### [Problem]
Give back, unchanged, each line from the one containing "man's leg, which" through the last line of the entries below.

### [Task data]
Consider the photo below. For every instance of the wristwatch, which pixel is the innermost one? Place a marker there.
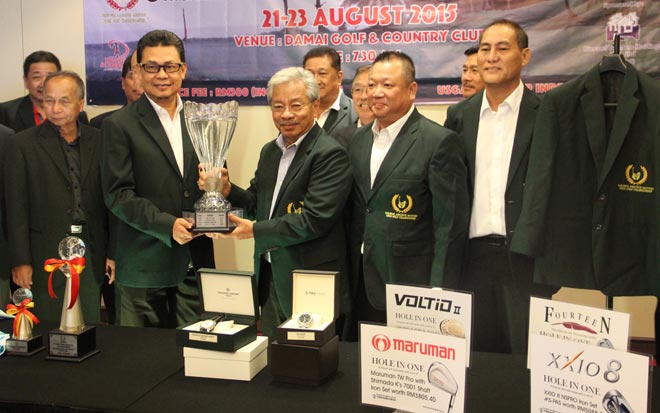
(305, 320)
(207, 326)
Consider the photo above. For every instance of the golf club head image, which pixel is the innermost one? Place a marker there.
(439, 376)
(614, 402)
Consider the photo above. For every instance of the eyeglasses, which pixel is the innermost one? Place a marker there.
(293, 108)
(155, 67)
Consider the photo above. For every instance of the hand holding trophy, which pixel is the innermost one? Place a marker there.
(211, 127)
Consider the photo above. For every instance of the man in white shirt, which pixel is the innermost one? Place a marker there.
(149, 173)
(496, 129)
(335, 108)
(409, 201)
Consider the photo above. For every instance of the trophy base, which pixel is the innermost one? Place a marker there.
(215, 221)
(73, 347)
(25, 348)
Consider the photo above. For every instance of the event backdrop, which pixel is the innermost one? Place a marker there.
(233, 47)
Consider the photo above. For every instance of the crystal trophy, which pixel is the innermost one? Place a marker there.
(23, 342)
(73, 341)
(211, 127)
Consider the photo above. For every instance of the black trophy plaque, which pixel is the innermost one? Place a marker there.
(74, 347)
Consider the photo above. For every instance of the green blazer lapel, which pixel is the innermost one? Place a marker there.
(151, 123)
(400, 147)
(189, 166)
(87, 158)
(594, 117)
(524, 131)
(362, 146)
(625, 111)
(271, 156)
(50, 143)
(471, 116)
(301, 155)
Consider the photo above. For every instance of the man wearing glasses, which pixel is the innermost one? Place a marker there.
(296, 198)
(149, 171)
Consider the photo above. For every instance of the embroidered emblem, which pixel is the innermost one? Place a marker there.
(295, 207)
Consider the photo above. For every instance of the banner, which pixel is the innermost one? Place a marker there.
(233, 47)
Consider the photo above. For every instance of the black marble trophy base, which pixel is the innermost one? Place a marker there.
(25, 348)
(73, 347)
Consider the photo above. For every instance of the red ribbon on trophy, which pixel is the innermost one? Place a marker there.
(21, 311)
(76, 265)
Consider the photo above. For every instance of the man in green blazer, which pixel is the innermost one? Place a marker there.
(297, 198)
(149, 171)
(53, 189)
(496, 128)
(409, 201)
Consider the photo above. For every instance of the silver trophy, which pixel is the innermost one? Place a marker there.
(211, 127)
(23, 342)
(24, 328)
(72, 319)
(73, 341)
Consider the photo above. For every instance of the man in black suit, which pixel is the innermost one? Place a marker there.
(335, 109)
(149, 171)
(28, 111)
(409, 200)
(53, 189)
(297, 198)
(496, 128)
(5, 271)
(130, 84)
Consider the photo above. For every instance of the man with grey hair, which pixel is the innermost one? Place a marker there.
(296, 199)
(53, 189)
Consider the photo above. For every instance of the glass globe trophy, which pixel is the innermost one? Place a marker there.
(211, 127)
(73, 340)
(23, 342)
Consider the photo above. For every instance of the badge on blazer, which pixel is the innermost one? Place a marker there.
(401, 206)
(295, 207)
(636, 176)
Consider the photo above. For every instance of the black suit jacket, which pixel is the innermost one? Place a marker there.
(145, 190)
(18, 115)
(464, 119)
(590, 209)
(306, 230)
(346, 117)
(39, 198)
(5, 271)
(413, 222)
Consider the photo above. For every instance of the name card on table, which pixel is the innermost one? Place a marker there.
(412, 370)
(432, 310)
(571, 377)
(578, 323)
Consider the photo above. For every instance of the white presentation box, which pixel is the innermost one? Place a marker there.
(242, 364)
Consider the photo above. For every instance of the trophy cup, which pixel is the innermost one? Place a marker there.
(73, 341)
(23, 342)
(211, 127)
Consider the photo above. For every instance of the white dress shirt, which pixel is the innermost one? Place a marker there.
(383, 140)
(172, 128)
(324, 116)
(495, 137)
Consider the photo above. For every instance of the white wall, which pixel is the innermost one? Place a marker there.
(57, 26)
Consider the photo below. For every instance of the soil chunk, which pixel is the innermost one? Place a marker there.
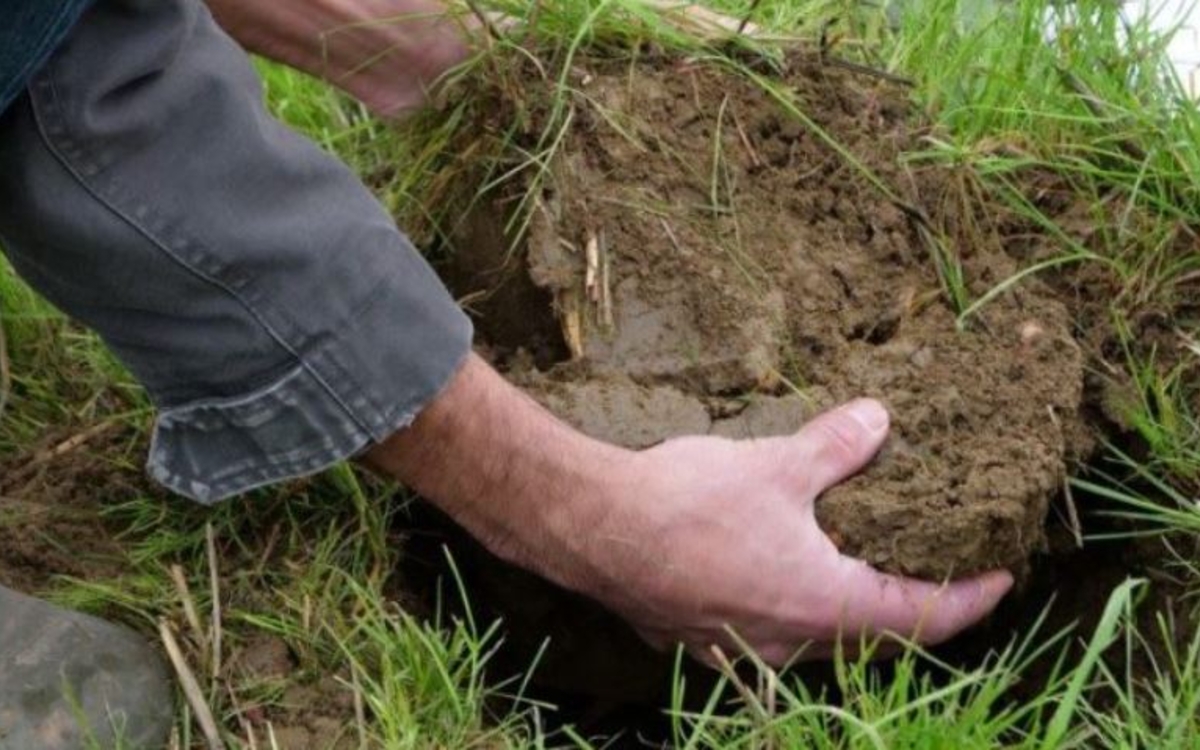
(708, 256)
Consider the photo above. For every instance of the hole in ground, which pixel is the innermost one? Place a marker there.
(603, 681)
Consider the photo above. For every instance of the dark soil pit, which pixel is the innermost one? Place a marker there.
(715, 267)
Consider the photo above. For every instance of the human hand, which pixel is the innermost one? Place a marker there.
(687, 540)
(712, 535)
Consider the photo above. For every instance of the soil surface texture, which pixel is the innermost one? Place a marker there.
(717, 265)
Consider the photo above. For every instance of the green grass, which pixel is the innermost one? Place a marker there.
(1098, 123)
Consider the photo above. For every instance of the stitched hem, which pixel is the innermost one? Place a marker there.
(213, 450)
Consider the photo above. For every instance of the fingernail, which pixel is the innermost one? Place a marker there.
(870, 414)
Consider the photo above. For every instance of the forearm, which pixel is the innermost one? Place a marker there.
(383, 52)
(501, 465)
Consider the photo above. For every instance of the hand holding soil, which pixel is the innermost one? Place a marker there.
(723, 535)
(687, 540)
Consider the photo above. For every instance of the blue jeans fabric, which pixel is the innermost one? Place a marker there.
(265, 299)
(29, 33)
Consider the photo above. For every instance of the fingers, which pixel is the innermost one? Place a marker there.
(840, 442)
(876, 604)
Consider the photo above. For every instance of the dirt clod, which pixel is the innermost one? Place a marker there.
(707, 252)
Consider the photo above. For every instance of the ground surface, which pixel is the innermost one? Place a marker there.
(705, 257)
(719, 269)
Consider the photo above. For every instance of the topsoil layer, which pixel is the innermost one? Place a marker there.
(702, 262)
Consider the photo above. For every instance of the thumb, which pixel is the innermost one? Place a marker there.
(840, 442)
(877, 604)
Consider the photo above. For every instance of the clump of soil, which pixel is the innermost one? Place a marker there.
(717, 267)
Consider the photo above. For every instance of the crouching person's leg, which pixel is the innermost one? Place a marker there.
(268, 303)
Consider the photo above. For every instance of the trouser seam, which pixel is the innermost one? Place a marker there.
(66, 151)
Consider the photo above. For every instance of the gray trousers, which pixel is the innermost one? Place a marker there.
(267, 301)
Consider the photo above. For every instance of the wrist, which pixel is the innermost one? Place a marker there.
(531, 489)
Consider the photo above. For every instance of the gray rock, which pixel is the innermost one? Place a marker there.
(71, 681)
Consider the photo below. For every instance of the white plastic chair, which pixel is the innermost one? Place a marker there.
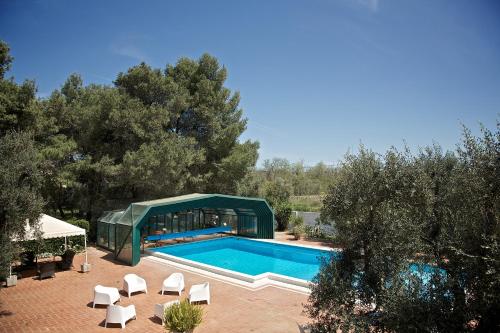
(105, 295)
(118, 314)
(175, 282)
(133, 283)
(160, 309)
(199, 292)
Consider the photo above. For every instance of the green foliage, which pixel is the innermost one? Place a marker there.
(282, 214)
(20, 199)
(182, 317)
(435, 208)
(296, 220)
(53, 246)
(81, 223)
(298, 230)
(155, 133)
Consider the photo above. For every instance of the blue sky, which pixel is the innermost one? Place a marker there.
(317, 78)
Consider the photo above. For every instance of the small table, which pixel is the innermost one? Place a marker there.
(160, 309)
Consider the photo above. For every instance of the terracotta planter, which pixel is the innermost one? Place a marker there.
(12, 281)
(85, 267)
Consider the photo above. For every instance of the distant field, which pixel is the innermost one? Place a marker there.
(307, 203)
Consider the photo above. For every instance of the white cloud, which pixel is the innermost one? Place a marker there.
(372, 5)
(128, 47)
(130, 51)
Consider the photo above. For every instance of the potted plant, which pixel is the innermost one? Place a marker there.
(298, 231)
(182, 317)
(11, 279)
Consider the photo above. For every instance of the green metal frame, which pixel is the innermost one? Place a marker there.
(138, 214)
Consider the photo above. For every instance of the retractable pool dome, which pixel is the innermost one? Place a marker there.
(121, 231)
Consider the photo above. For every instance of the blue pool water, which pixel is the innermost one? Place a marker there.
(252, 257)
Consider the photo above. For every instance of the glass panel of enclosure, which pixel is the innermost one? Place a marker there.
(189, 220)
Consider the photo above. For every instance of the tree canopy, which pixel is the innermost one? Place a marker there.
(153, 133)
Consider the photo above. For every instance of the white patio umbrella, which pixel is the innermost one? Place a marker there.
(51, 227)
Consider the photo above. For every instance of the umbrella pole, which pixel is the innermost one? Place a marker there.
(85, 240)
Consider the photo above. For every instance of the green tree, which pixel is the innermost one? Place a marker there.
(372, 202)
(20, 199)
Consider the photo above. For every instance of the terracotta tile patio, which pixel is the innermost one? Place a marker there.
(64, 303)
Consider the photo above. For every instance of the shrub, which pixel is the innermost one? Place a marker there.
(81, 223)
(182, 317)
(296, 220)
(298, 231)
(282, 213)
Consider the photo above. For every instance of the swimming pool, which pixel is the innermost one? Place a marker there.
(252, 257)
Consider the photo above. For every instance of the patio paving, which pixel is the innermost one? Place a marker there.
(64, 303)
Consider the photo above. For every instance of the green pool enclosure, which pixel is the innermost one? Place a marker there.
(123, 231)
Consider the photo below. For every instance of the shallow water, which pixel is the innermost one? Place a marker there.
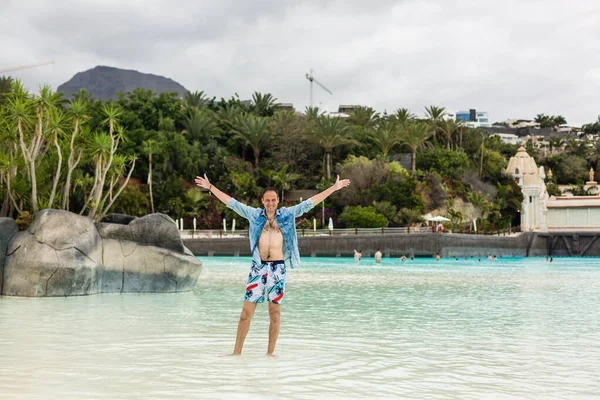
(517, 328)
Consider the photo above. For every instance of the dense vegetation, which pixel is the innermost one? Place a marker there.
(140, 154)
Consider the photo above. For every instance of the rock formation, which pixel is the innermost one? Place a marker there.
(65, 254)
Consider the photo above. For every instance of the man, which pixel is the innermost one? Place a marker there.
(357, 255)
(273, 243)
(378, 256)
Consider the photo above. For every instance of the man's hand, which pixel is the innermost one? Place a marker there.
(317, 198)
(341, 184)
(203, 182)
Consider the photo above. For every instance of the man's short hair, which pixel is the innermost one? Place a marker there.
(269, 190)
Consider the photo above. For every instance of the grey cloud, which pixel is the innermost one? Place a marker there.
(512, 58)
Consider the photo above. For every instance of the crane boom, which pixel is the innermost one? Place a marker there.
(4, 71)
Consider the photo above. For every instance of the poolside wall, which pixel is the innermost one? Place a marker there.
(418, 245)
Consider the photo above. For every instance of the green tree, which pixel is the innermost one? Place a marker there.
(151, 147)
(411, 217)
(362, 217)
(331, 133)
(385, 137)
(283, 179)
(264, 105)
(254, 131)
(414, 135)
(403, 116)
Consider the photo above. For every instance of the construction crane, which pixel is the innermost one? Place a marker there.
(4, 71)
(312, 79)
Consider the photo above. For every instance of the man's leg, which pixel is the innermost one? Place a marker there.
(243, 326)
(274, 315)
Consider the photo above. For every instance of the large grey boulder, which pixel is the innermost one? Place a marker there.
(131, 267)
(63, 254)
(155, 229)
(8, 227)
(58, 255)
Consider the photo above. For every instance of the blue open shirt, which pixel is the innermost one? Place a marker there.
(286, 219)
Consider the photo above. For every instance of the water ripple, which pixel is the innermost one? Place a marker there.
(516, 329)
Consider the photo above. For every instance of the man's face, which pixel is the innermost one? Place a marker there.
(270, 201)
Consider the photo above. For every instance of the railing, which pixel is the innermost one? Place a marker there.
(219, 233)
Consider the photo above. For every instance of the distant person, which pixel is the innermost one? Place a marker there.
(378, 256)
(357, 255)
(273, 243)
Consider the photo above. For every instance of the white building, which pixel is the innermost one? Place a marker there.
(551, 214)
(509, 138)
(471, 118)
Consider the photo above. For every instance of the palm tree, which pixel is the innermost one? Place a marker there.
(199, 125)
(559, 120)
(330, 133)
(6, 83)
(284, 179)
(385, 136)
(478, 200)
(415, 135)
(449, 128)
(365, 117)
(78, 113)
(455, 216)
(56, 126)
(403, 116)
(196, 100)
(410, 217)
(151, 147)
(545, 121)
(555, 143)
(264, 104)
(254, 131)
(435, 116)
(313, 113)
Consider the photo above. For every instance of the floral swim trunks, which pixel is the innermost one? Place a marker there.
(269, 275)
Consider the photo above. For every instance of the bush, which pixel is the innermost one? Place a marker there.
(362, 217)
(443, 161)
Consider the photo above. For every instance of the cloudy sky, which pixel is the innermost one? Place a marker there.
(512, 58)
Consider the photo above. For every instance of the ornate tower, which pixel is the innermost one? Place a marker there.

### [Answer in full]
Consider the photo above. For every instance of the man's leg, which pixel is the innermost one? Place a marker there.
(243, 326)
(274, 315)
Consider the photo above. For every instance of the large grey boulder, which pixel is the innermost one? Place a marker there.
(131, 267)
(63, 254)
(155, 229)
(8, 227)
(58, 255)
Consider the photo above. For every instance of the blue open shirt, which pixel is the innermost one? Place a marker there.
(286, 219)
Consider the photo above. For every instance of the water ripple, which pixel is the innermost one? Place a marker there.
(516, 329)
Consider the photo above. For every instance of the man's face, which pixel is the innermost one? Place a marker there.
(270, 201)
Consider the photo above. For every instance of the railing, which pixel is the innermost one? Place a marker there.
(219, 233)
Consider the photo above. For every instance of the distant person, which pixel is the innermost one? Place a marker there.
(378, 256)
(357, 255)
(273, 243)
Consider the photo above. For every instance of the white building, which pixel is the innermost one? Place a marker there.
(551, 214)
(509, 138)
(471, 118)
Consider the photo above. For every instance of the palm tree, which pixel is the innermost one? Place a marker there.
(199, 125)
(559, 120)
(330, 133)
(6, 83)
(284, 179)
(385, 136)
(478, 200)
(415, 135)
(449, 128)
(365, 117)
(78, 113)
(455, 216)
(56, 126)
(403, 116)
(196, 100)
(410, 217)
(151, 147)
(545, 121)
(555, 143)
(264, 104)
(254, 131)
(435, 116)
(313, 113)
Consider the photo above. For every instance of the floral swim trunks, which pixel is the innermost one? Place a marker there.
(269, 275)
Consider the photo above. For every instance of the bush, which pixel is the innermost one? Place a marker there.
(362, 217)
(443, 161)
Consider the photo above. For every instance of the cloudy sky, which pixel is the innermost one? Place a marker there.
(512, 58)
Consider the photo above. For every instance of the ornate tower, which pixel is the innermost one? Place a marker there.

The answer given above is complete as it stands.